## BEGIN MATERIAL FOR THE TASK

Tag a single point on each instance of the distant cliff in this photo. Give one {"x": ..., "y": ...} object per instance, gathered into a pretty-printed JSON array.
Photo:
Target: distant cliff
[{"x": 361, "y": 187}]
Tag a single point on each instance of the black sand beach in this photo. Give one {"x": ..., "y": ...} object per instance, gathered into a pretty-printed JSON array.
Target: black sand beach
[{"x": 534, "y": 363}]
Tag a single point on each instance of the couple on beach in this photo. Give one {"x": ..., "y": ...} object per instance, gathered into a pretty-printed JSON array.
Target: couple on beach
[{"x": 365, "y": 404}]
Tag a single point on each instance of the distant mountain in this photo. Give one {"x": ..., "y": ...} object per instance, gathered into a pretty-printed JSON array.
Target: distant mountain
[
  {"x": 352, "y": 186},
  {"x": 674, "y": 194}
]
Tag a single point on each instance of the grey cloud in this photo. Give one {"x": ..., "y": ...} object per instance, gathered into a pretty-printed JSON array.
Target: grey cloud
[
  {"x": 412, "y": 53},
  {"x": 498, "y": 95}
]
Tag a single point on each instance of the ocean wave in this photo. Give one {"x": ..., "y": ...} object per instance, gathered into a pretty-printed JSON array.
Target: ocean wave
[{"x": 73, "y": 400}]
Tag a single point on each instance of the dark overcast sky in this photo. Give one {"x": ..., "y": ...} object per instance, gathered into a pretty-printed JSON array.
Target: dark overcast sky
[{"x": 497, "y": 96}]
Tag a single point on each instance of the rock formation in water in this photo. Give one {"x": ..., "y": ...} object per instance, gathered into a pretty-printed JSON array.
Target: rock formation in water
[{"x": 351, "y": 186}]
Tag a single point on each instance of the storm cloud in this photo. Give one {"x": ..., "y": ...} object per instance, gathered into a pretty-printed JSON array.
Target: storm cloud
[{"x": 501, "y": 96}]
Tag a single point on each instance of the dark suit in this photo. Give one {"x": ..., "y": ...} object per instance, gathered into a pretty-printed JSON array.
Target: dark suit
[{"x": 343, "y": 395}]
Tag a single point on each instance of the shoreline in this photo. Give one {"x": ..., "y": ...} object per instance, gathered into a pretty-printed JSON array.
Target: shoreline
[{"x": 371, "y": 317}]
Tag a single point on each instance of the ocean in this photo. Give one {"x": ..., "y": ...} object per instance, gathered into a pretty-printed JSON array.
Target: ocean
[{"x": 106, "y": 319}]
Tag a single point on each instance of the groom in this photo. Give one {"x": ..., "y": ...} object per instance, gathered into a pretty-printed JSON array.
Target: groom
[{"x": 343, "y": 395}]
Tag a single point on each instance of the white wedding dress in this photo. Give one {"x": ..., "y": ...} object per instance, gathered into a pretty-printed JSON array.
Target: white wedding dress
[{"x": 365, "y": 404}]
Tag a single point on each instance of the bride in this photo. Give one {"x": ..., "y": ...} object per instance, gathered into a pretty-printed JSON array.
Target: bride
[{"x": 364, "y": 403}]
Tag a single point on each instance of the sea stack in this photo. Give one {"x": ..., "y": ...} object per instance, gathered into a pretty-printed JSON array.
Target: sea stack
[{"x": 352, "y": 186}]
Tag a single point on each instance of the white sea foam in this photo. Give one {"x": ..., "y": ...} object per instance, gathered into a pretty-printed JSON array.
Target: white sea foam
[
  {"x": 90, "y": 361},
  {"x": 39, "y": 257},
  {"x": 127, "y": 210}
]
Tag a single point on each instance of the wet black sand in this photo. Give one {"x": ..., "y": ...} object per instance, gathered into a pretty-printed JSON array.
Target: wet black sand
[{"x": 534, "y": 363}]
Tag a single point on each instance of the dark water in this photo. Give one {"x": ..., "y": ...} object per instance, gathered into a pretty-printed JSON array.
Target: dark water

## END MATERIAL FOR THE TASK

• _GOAL_
The data above must be returned in full, exactly as written.

• _TASK SOLUTION_
Tag a single point on each instance of the distant cliff in this photo. Give one {"x": ..., "y": ...} object per instance, gathered into a pretty-printed JSON array.
Photo:
Target: distant cliff
[{"x": 361, "y": 187}]
Tag a single point on each instance of the black sand beach in this photo. Give one {"x": ..., "y": ...} object per instance, gathered into a pretty-printed JSON array.
Target: black sand beach
[{"x": 534, "y": 363}]
Tag a single point on each instance of the couple on beach in this photo. Give one {"x": ..., "y": ...} object per instance, gathered into a pretty-printed JSON array.
Target: couple on beach
[{"x": 365, "y": 404}]
Tag a single point on each instance of the distant mountain in this photo. Give one {"x": ..., "y": ...} object per instance, gathered into a pretty-printed JSON array.
Target: distant mountain
[
  {"x": 352, "y": 186},
  {"x": 674, "y": 194}
]
Tag a single point on each instance of the grey cloud in this photo. Give one {"x": ..., "y": ...} object per instance, gathered into a pretty-printed JSON array.
Target: grey cloud
[
  {"x": 412, "y": 53},
  {"x": 498, "y": 95}
]
Tag a single point on each instance of the ocean wave in this photo. Give one {"x": ..., "y": ...} object per instance, gathered into a pretty-printed JSON array.
Target: ocean wave
[{"x": 73, "y": 400}]
Tag a single point on each instance of the dark overcast sky in this photo. Give one {"x": ..., "y": ...} object per instance, gathered into a pretty-printed JSON array.
Target: dark overcast sky
[{"x": 497, "y": 96}]
Tag a single point on each instance of the rock formation in water in this photo. Give one {"x": ..., "y": ...} object per instance, gathered into a pretty-printed JSON array.
Target: rock formation in water
[{"x": 351, "y": 186}]
Tag a single point on each instance of the storm cloud in this photo. Give one {"x": ..., "y": ...} object per instance, gathered into a pretty-printed JSON array.
Target: storm cloud
[{"x": 501, "y": 96}]
Tag a single point on each instance of the dark suit in this photo. Give one {"x": ..., "y": ...} object per instance, gathered into a pretty-printed JSON array.
Target: dark suit
[{"x": 343, "y": 395}]
Tag a single point on each instance of the shoreline in this photo. Give one {"x": ..., "y": ...} object per instance, gathered into a pretty-printed JSON array.
Target: shoreline
[{"x": 371, "y": 317}]
Tag a single point on each instance of the ocean in this photo. Give one {"x": ..., "y": ...} object per instance, gathered into a pretty-printed JSON array.
Target: ocean
[{"x": 106, "y": 319}]
Tag a single point on each instance of the groom in this photo. Give one {"x": ..., "y": ...} object per instance, gathered into a pretty-printed JSON array.
Target: groom
[{"x": 343, "y": 395}]
Tag a single point on each instance of the white wedding dress in this photo. Give one {"x": ..., "y": ...} object per instance, gathered into a pretty-printed JSON array.
Target: white wedding dress
[{"x": 365, "y": 404}]
Tag a single point on each instance of the bride in this photo. Give one {"x": ..., "y": ...} object per instance, gathered into a pretty-printed JSON array.
Target: bride
[{"x": 364, "y": 403}]
Tag a single point on each instance of the sea stack in this photo. Give one {"x": ..., "y": ...} object per instance, gathered into a pretty-printed JSON array.
Target: sea stack
[{"x": 352, "y": 186}]
Tag a single point on each instance of the white sea foam in this photo. Give one {"x": ..., "y": ...} object per instance, gathered into a pretty-printed JSON array.
Target: white sea foam
[
  {"x": 90, "y": 361},
  {"x": 39, "y": 257},
  {"x": 127, "y": 210}
]
Tag a single point on each instance of the wet black sand in this photo. Give one {"x": ..., "y": ...} object per instance, gathered into a pretty-printed JSON array.
Target: wet black sand
[{"x": 534, "y": 363}]
Tag a single point on each instance of the dark water in this photo. Give one {"x": ..., "y": ...} object per instance, gathered into a pretty-printed JSON array.
Target: dark water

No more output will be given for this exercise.